## CONSIGNES
A. Traduisez en anglais la phrase suivante de l'extrait sur l'étalement urbain : « Certaines d'entre elles peuvent être le théâtre d'un fort étalement urbain, d'autres moins. »
B. Reproduisez à l'identique le passage de l'extrait sur l'étalement urbain qui commence par « 3.2.c … Contrasté » et se termine par « des évolutions inhabituelles. ».

3.2.c … Contrasté suivant les agglomérations.

L’étalement urbain est un phénomène aux caractéristiques variables selon les agglomérations. Certaines d’entre elles peuvent être le théâtre d’un fort étalement urbain, d’autres moins. Certaines agglomérations présentent même des évolutions inhabituelles.

P. Bessy-Pietri (2000) distingue plusieurs types de croissances urbaines au sein des agglomérations françaises. L’auteure réalise une étude sur 73 aires urbaines de plus de 100 000 habitants en 1999 et prend comme échelle d’étude les périmètres des aires urbaines tels qu’ils ont été définis en 1990. La mesure de l’étalement urbain se réalise par l’écart des taux d’évolutions de la ville centre par rapport à la couronne périurbaine. Trois degrés d’étalement sont ainsi définis : étalement marqué (écart supérieur à l’écart moyen), étalement modéré (écart inférieur à la moyenne mais supérieur à la valeur de celle-ci moins le demi-écart type), et enfin l’étalement faible. En outre, l’auteure isole des cas où l’étalement n’est pas régulier, et dans ce cas, elle compare le taux de croissance de la banlieue avec le centre et la couronne périurbaine. Il y a des aires urbaines où la banlieue est qualifiée de dynamique (taux d’évolution de la banlieue supérieur à la couronne), et d’autres où la banlieue est en retrait (taux de croissance annuel inférieur à celui du centre).

## DONNÉES FOURNIES
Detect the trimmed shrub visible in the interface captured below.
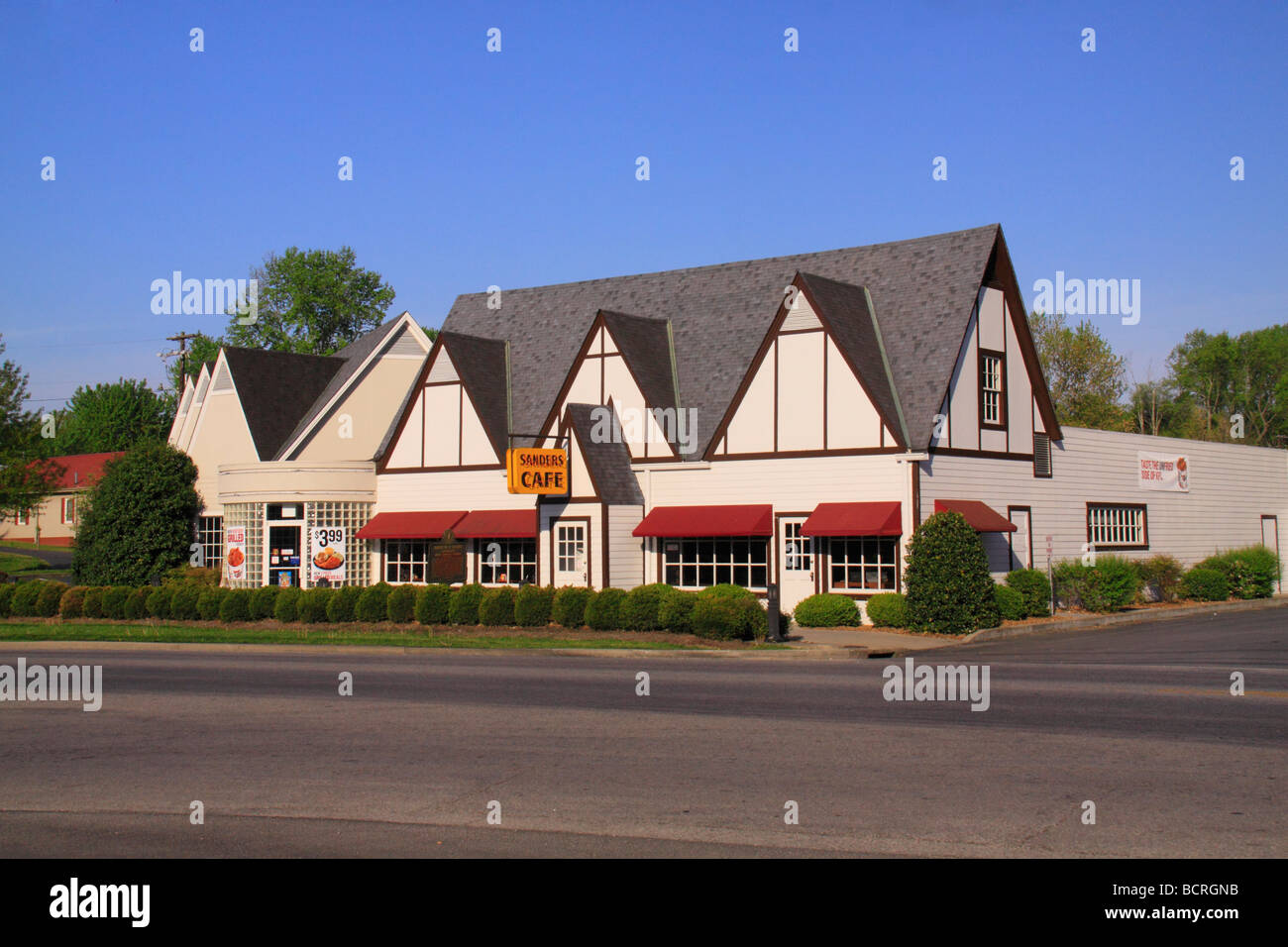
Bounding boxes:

## RÉPONSES FOURNIES
A. Some of them may be the scene of strong urban sprawl, others less so.

B.
3.2.c … Contrasté suivant les agglomérations.

L’étalement urbain est un phénomène aux caractéristiques variables selon les agglomérations. Certaines d’entre elles peuvent être le théâtre d’un fort étalement urbain, d’autres moins. Certaines agglomérations présentent même des évolutions inhabituelles.